## START SUPPLIED MATERIAL

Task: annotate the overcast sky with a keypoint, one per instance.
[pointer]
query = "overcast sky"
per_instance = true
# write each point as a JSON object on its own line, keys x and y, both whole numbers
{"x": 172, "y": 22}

## END SUPPLIED MATERIAL

# OBJECTIVE:
Reproduce the data above verbatim, keeping every line intact.

# RESULT OF THIS EXERCISE:
Task: annotate the overcast sky with a keypoint, one per instance.
[pointer]
query = "overcast sky"
per_instance = true
# write each point as a JSON object on its own line, keys x and y, both whole numbers
{"x": 172, "y": 22}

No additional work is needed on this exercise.